### What the exercise asks
Output every row below as a numbered list, skipping blank lines and leaving the pictures out.

### Detection examples
⁂
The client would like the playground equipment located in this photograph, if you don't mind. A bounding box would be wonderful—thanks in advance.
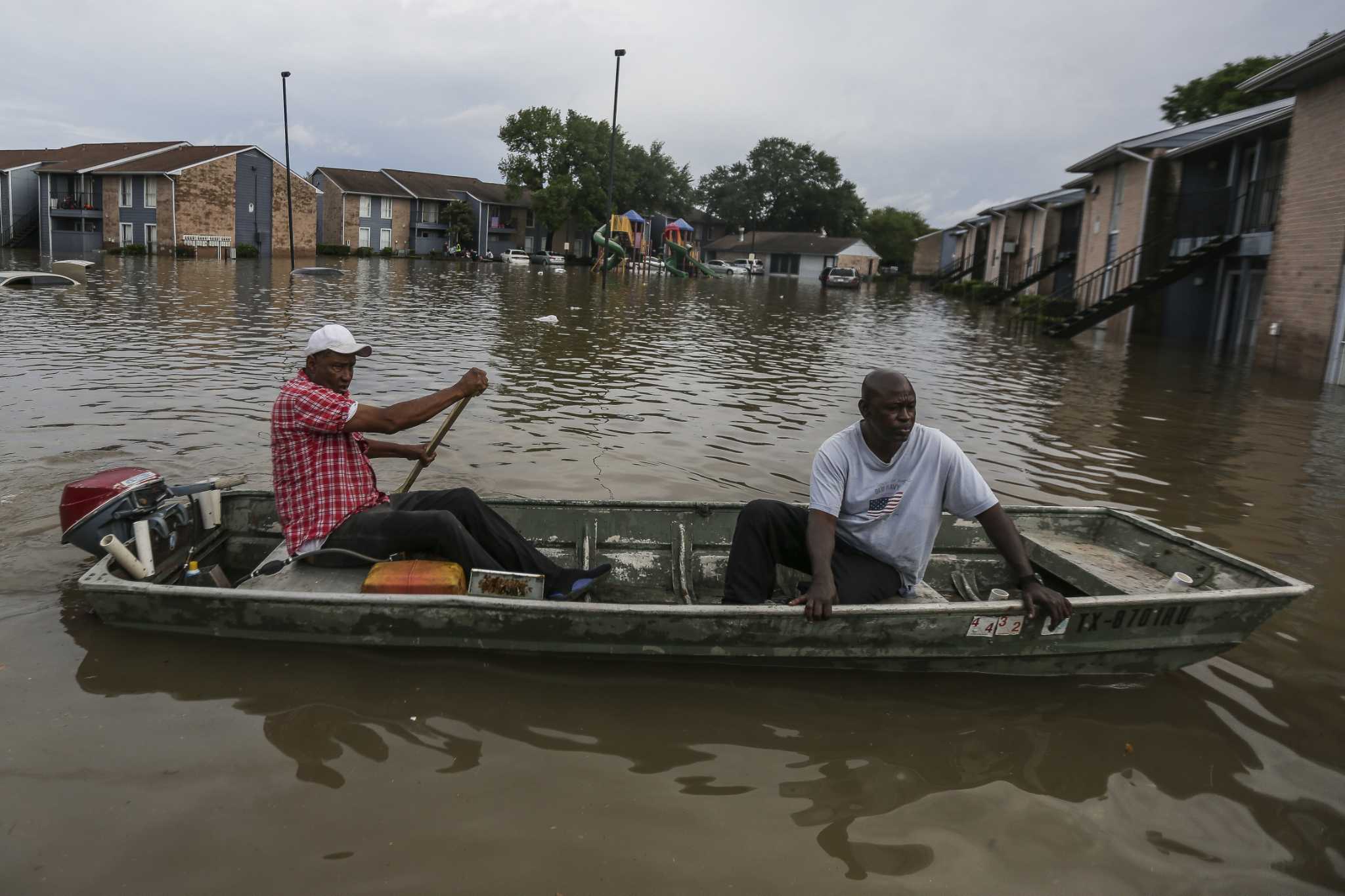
[663,218,720,277]
[593,218,631,270]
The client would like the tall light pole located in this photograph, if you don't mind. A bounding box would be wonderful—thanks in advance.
[280,71,295,270]
[603,50,625,291]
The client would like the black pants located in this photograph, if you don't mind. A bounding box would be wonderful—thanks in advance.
[724,500,901,603]
[313,489,562,588]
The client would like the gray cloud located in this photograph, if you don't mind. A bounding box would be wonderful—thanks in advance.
[8,0,1345,223]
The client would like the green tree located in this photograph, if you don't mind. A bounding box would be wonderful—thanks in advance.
[439,199,476,249]
[499,106,694,240]
[697,137,865,236]
[861,205,933,271]
[1160,56,1292,125]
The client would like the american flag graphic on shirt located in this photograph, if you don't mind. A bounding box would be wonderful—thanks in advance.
[862,492,905,520]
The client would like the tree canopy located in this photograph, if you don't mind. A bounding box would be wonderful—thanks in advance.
[861,205,933,271]
[499,106,693,238]
[1160,56,1291,125]
[697,137,865,236]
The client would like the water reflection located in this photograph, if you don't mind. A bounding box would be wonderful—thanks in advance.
[0,251,1345,892]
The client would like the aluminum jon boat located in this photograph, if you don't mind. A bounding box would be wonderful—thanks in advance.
[68,486,1312,674]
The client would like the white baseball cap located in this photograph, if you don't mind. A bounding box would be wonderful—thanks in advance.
[304,324,374,357]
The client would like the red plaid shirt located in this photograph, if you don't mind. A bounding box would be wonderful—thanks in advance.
[271,371,387,553]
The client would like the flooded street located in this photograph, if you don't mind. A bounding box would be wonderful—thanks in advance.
[8,254,1345,896]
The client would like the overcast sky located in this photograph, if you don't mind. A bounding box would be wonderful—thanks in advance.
[0,0,1345,224]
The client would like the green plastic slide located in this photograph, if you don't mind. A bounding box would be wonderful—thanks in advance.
[593,224,625,270]
[663,240,720,277]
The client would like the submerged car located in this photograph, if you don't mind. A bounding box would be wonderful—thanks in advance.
[822,267,860,289]
[0,270,79,289]
[705,258,747,277]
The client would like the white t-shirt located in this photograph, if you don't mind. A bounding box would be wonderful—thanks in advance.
[808,422,998,587]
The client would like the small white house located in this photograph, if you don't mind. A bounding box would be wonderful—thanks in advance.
[705,230,881,277]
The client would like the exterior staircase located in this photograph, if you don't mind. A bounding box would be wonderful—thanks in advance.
[981,249,1074,305]
[1045,235,1241,339]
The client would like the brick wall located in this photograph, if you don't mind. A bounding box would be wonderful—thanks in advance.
[102,177,121,249]
[153,175,177,255]
[173,156,238,245]
[345,194,372,249]
[270,161,317,257]
[910,232,943,277]
[321,177,349,246]
[1256,75,1345,381]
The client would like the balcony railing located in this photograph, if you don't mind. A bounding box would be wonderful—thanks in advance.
[47,191,102,211]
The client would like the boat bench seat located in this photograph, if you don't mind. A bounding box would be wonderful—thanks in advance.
[1022,532,1168,597]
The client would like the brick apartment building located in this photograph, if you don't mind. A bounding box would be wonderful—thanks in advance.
[1239,31,1345,385]
[35,141,317,255]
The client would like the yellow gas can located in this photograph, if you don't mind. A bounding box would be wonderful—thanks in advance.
[361,560,467,594]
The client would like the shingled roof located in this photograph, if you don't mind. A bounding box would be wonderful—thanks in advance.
[39,140,187,172]
[705,230,861,255]
[317,165,410,198]
[384,168,533,208]
[0,149,60,171]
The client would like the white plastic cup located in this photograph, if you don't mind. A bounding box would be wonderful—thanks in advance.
[1164,572,1196,591]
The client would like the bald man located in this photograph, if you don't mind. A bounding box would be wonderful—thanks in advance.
[724,371,1070,625]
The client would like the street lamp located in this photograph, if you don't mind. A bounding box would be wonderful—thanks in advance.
[603,50,625,291]
[280,71,295,271]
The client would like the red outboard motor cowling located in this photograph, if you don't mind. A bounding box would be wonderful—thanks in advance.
[60,466,176,557]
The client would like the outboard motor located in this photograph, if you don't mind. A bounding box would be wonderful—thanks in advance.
[60,466,244,557]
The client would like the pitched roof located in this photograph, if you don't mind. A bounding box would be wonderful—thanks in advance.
[39,140,190,172]
[1065,96,1294,175]
[0,149,60,171]
[1168,106,1294,158]
[382,168,533,208]
[705,230,864,255]
[1237,31,1345,90]
[317,165,410,196]
[981,190,1084,215]
[99,146,254,175]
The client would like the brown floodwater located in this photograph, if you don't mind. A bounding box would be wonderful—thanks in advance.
[8,248,1345,896]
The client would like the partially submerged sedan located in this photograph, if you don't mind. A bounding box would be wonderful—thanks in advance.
[0,270,79,289]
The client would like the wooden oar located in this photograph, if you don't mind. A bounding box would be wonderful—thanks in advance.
[393,395,472,494]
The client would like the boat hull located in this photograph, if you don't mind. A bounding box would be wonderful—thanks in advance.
[68,502,1309,675]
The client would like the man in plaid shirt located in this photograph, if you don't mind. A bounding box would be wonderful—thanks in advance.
⁂
### Answer
1. The client would like the playground equipment located in this photograph, if you don't mind. A bounding box would be wonderful—thanks in advance.
2. [663,218,720,277]
3. [593,218,631,270]
4. The client would like the tall light pole located in this photograph, if you don't mind. A bounding box would be wonderful—thanks in advance.
5. [280,71,295,270]
6. [603,50,625,291]
7. The client would like the black pants located in this photograph, if you don't mind. A bounding box would be wonderful—thanks in advance.
8. [724,500,901,603]
9. [313,489,562,588]
10. The client would like the gray cloud located in this photograph, if you don't mind. A bounding box would be wonderful—thanks in advance.
11. [8,0,1345,223]
12. The client would like the green tree located in this photograph, if you don't mind. A bounding box would be wonderful—thanks in advance.
13. [439,199,476,249]
14. [499,106,694,240]
15. [697,137,865,236]
16. [861,205,933,271]
17. [1160,56,1292,125]
18. The client would like the american flag graphic on shirt located in this photograph, if you don't mind. A bounding box would be wonderful—thanks in advance.
19. [862,492,905,520]
20. The client would like the tree canopy located in this photograph, if you don't mind. A bounding box would be wonderful—thanks in advance.
21. [861,205,933,271]
22. [499,106,693,238]
23. [1160,56,1291,125]
24. [697,137,865,236]
25. The client would like the water reflection located in this photograph, if you don't mind. A bounding box would be wonderful—thanks in advance.
26. [0,251,1345,892]
27. The client would like the aluminum jon boat located in this photograph, if you don't mind. A bounding box would be wonderful—thanks in advance.
28. [68,486,1312,674]
29. The client would like the white baseball cap located in this photograph, if you don't mind. A bounding box would be wonderful—thanks in advance.
30. [304,324,374,357]
31. The client would like the red plaid shirt located in this photograph, if you don't mind. A bounding box would be wonderful—thanks in advance.
32. [271,371,387,553]
33. The client would like the flooded street located in this photograph, if you don't mind. A bounding box would be wonderful—thanks in advance.
34. [8,254,1345,896]
35. The client would like the overcast sky located in this photograph, if you don't mind. A bounding box would be wonderful—thanks in advance.
36. [0,0,1345,224]
37. The client would like the green plastic slide located in this photograph, if you don't mind. A bounding box would be wonderful—thanks in advance.
38. [593,224,625,270]
39. [663,240,720,277]
40. The client would like the submerged car located in this photograph, if you don't mind. A bounding box would be wonderful—thanks in advance.
41. [822,267,860,289]
42. [0,270,79,289]
43. [705,258,747,277]
44. The client would like the white t-shirt located in this photograph, if you don't mind. A bounding box would be wonderful—thanks in advance.
45. [808,422,998,587]
46. The client would like the small white house located in this photograph, if you don't mind. A bounding box would be wonderful—thanks in advance.
47. [705,230,881,277]
48. The client would like the exterior staircase located in this photograph, if you don't mind. A bounding box would be wonderful—thanks in advance.
49. [981,249,1074,305]
50. [1045,235,1241,339]
51. The client would like the brick wall located in this photograph, if you don't mind. A bounding box would be wonderful—thanks in advance.
52. [102,177,121,249]
53. [153,175,177,255]
54. [173,156,238,245]
55. [345,194,372,249]
56. [270,161,317,257]
57. [910,232,943,277]
58. [321,177,349,246]
59. [1256,75,1345,381]
60. The client would like the balcony railing located in this photograph, if you don't mind. A bounding box would be wonderful—thanks in advance.
61. [47,191,102,211]
62. The client would like the boat bench seat located in this photograph, if you don't mind. A bounding box would be wonderful—thanks in advance.
63. [1022,532,1168,597]
64. The client would like the brick apartment building located in this photograph, if you don't mind. A bounding box would be wonderful—thanks in advance.
65. [1239,31,1345,385]
66. [35,141,317,255]
67. The client would like the yellow gas can located in this photograph, if you don't mind. A bounding box would be wonderful—thanks in advance.
68. [361,560,467,594]
69. The client would like the shingled roof located in this photograph, if you don't mind. A bounding box would be wonderful—thanks in advance.
70. [39,140,187,172]
71. [705,230,861,255]
72. [317,165,410,198]
73. [384,168,533,208]
74. [0,149,60,171]
75. The client would like the white plastic cup located in this photograph, if you don't mind. A bounding box would be wonderful—thanks in advance.
76. [1164,572,1196,591]
77. The client would like the bald man located in this photograph, if you don't mind. A bounding box would be wonderful—thanks in advance.
78. [724,371,1070,625]
79. The client would like the street lamp located in this photograph, if you don't mind. A bounding box would be wonderful—thanks in advance.
80. [603,50,625,291]
81. [280,71,295,271]
82. The client would like the red outboard motor cowling located in this photograph, if you don't mind. A bounding box would be wonderful—thanks in advance.
83. [60,466,176,557]
84. The client would like the outboard motor located in this photograph, if you don't mind. A bounding box would be wonderful—thanks in advance.
85. [60,466,244,557]
86. The client would like the pitched roof located in this photograph, if you don't mind. A bounding box would be wonderful—thanks in advance.
87. [39,140,190,172]
88. [1065,96,1294,175]
89. [0,149,60,171]
90. [1168,106,1294,158]
91. [382,168,533,208]
92. [705,230,864,255]
93. [1237,31,1345,90]
94. [317,165,410,196]
95. [981,190,1084,215]
96. [99,146,254,175]
97. The client would like the brown floodwater located in this photograph, if you don't mind. A bounding box would be wonderful—thanks in advance.
98. [8,248,1345,896]
99. The client would like the partially submerged sedan located in this photograph, if you don't mind. A bounding box would be wonderful—thanks in advance.
100. [0,270,79,289]
101. The client would like the wooden oar located in this photograph, if you don't mind. A bounding box would be wonderful—thanks in advance.
102. [393,395,472,494]
103. The client would like the boat hull located in this photograph, if you don't mind. A bounding box would be wonderful—thanks in advance.
104. [68,502,1309,675]
105. The client would like the man in plaid shirt located in this photograph, if you don't mind. A bounding box would be wonderful—thanks in advance.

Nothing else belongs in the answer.